[Extracted records]
──────────

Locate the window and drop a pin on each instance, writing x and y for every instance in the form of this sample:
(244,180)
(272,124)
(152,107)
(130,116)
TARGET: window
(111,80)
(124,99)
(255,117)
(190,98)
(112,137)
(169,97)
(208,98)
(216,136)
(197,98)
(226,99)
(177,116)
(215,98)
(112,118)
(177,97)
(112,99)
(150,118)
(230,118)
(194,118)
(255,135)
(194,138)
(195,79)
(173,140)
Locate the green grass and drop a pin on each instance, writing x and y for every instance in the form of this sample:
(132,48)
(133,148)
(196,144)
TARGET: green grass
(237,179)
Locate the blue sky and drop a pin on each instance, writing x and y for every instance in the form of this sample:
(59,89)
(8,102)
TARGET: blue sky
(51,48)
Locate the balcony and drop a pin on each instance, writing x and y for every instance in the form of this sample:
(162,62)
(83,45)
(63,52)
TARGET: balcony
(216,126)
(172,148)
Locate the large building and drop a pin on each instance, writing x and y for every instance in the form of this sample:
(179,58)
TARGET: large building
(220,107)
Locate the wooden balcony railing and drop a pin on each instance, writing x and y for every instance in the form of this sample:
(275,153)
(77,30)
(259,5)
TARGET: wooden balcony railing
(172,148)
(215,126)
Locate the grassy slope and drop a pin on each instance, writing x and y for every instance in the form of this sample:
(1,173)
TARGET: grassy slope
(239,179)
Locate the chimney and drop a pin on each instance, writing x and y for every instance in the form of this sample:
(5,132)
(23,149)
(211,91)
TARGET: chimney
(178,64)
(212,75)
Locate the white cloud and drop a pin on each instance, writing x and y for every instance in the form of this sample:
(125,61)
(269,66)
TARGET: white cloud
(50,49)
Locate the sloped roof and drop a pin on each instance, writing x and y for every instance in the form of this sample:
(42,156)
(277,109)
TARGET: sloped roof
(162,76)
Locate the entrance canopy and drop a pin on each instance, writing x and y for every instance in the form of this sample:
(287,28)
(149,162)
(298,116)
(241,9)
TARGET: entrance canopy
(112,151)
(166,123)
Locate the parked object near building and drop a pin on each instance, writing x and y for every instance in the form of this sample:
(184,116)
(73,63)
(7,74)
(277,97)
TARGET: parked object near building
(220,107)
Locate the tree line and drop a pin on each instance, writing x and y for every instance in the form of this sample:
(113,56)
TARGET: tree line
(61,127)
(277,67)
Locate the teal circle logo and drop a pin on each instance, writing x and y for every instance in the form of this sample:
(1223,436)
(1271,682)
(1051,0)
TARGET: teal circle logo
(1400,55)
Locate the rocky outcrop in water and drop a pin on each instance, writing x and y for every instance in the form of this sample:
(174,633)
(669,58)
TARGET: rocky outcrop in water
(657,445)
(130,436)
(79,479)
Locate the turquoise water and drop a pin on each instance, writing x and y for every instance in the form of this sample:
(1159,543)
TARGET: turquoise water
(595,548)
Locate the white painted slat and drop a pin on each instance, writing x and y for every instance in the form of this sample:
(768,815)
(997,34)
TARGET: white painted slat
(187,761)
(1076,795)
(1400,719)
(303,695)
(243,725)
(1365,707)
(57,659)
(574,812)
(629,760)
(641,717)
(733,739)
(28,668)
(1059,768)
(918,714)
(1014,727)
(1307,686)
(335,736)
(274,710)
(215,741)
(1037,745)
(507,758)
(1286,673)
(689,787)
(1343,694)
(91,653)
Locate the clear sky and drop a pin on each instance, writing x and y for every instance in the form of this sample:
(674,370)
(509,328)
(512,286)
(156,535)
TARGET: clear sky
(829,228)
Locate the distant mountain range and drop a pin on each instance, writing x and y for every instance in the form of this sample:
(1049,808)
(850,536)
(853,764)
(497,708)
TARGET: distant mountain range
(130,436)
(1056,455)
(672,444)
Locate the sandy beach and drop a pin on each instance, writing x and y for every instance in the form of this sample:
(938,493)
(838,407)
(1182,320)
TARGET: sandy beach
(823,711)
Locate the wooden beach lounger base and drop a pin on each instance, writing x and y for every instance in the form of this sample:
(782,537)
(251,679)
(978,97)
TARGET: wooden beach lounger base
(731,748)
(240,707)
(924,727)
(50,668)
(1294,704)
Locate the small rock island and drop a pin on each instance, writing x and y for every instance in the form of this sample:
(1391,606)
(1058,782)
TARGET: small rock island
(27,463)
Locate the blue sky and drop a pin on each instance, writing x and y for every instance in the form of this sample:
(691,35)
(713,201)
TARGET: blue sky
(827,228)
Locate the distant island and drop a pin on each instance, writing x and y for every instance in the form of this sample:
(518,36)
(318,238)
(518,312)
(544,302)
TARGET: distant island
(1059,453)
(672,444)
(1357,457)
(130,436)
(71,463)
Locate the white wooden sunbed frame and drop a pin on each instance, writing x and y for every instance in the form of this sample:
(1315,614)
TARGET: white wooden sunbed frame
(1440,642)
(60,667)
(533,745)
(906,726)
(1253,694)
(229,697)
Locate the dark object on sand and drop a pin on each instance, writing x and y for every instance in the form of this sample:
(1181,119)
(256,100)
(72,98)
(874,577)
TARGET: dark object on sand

──────────

- [Exercise requirements]: Reproduce every line of the material above word for word, in its original order and without any changes.

- [Response]:
Locate the window and drop a pin on each instance, writing x and y for every instance in the form of this sample:
(244,180)
(272,124)
(152,107)
(130,116)
TARGET: window
(111,80)
(124,99)
(255,117)
(190,98)
(112,137)
(169,97)
(208,98)
(216,136)
(197,98)
(226,99)
(177,116)
(215,98)
(112,118)
(177,97)
(112,99)
(150,118)
(230,118)
(194,118)
(255,135)
(194,138)
(195,79)
(173,140)
Locate the green grass and drop a pin on each instance, writing x and y for every instance in the form of this sample:
(132,48)
(133,148)
(196,144)
TARGET: green grass
(237,179)
Locate the blue sky and drop a pin on each instance, writing x and y for every instance in the form of this sample:
(59,89)
(8,102)
TARGET: blue sky
(51,48)
Locate the balcony and drop a pin on each instance, writing x and y for every instance in the form of this sample:
(162,62)
(83,45)
(63,52)
TARGET: balcony
(216,126)
(172,148)
Locate the large building and drop a pin on each instance, writing x and y for every instance in the form of this sample:
(179,58)
TARGET: large building
(220,107)
Locate the wooden balcony railing and drop a pin on each instance, writing x and y for every instance in the form of this sample:
(275,153)
(77,30)
(259,5)
TARGET: wooden balcony railing
(172,148)
(215,126)
Locate the grassy slope and drop a pin on each instance, writing x and y for every instance in the form of this sample:
(1,173)
TARGET: grassy slope
(239,179)
Locate the chimney and drop a pin on each instance, writing x and y for every instance in the form of this sample:
(5,132)
(23,149)
(211,91)
TARGET: chimney
(178,64)
(212,75)
Locate the white cloud and drop a pin on each instance, writing x and y for every instance in the form of this sample:
(125,61)
(269,66)
TARGET: white cloud
(50,49)
Locate the sloped roof and drop a pin on each instance, writing x and y for every instance in the form of this sample:
(42,156)
(277,109)
TARGET: sloped roof
(162,76)
Locate the entrance canopy and drop a pin on each instance, writing x and y for every instance in the form of this sample:
(287,28)
(149,162)
(298,116)
(241,9)
TARGET: entrance canopy
(112,151)
(166,123)
Locate the parked object near building and drop a pin on each instance, writing x and y for every instance in the form of this sample:
(184,116)
(73,63)
(7,74)
(277,97)
TARGET: parked object near building
(220,107)
Locate the tree line and drop a pin on each instance, writing x and y for every instance in the form of this sample:
(113,56)
TARGET: tree line
(61,127)
(277,67)
Locate the teal circle logo and drop a pin on each instance, writing x and y for every instance in the form of this sample:
(1223,436)
(1271,682)
(1051,0)
TARGET: teal circle logo
(1400,55)
Locate the rocky outcrop in water and drop a pin on each instance, writing x and y for every instance in the form of this sample:
(174,633)
(669,58)
TARGET: rocky outcrop in water
(657,445)
(130,436)
(79,479)
Locate the turquoise water and drop a pin on each instance, writing x and y for every instance in the form of this sample:
(1159,543)
TARGET: turquoise water
(595,548)
Locate the white painted slat and drop a pin on each instance, writing x and y for every instance in the form of this sample:
(768,815)
(997,34)
TARGET: white painted slat
(187,761)
(1076,795)
(1400,719)
(303,695)
(243,725)
(1365,707)
(57,659)
(574,812)
(629,760)
(641,717)
(733,739)
(28,668)
(1059,768)
(918,714)
(1014,727)
(1307,686)
(335,736)
(274,710)
(215,741)
(1037,745)
(507,758)
(1286,673)
(689,787)
(1343,694)
(91,653)
Locate the clear sky and drop a pin on each instance, writing x and y for every instance in the form of this sample:
(674,370)
(509,328)
(512,286)
(156,535)
TARGET: clear sky
(829,228)
Locate the distant mountain range and drop a pin on each instance, writing x and y for every instance in the form of this sample:
(1049,808)
(850,536)
(853,764)
(497,708)
TARGET: distant mountain range
(130,436)
(1056,455)
(672,444)
Locate the sandy beach and drop a pin on each instance, writing x and y for every instance in the form of this sample:
(938,493)
(838,407)
(1182,320)
TARGET: sandy beach
(823,711)
Locate the wooden beach lounger base and drop a pin on each instance, writing x and y for every instance in the form of this sample:
(782,537)
(251,679)
(978,97)
TARGET: wooden beach lounger base
(731,748)
(240,707)
(924,727)
(50,668)
(1294,704)
Locate the small rock island and drop a pin on each instance, writing x and y for every instance in the form of this sample:
(1391,606)
(1058,782)
TARGET: small rock island
(27,463)
Locate the blue sky and drop a pin on each instance, writing x and y for every instance in the form of this sample:
(691,35)
(713,201)
TARGET: blue sky
(827,228)
Locate the distant island and drop a pin on each instance, writing x and y for every instance in the form of this sample:
(518,36)
(318,238)
(518,312)
(544,302)
TARGET: distant island
(1059,453)
(672,444)
(1357,457)
(130,436)
(71,463)
Locate the white wooden sunbed frame and drop a pin on each instance, writing x and y for every instance in the form of this sample:
(1315,614)
TARGET: white wooden sunbed frame
(1440,642)
(60,667)
(533,745)
(906,726)
(1253,694)
(229,697)
Locate the dark object on sand and drop a pin on each instance, writing x and y for every instance in the form of this sample:
(1181,119)
(256,100)
(72,98)
(874,577)
TARGET: dark object on sand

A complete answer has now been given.